__Prompt__. Update the entries below by changing every "response body" to "output" and keeping all other text the same. Leave the pictures out of your output.

Collected data entries
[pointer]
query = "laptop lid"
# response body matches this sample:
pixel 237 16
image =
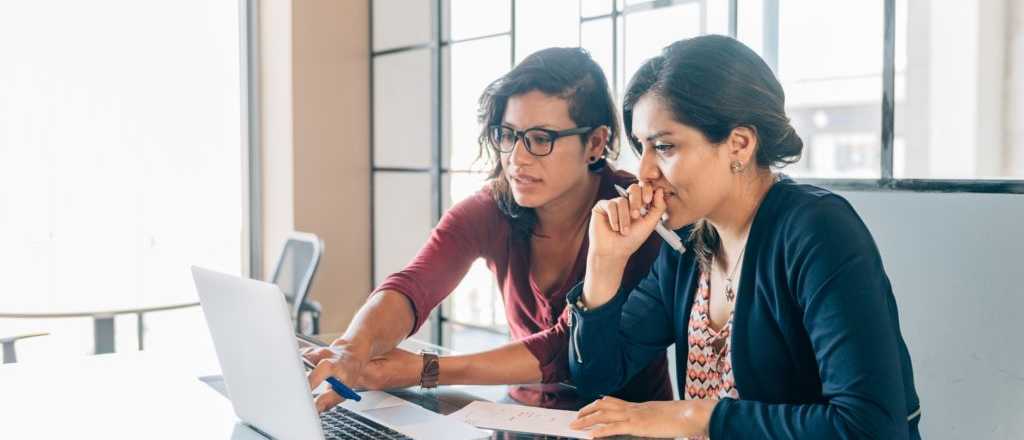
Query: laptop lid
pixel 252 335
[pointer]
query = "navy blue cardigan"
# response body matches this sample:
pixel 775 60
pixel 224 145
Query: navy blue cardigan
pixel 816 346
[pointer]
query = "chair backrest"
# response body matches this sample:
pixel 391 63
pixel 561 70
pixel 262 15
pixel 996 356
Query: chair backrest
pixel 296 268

__Answer to the problem__.
[pointer]
query = "laptop lid"
# output matches this sample:
pixel 237 16
image =
Query: laptop lid
pixel 252 335
[pointer]
query = "navy blue cardigan"
# output matches this sample:
pixel 775 60
pixel 224 145
Query: navy blue cardigan
pixel 816 346
[pointer]
query = "chair backrest"
# output matches this sample:
pixel 391 63
pixel 561 70
pixel 262 15
pixel 996 356
Query: chair backrest
pixel 296 268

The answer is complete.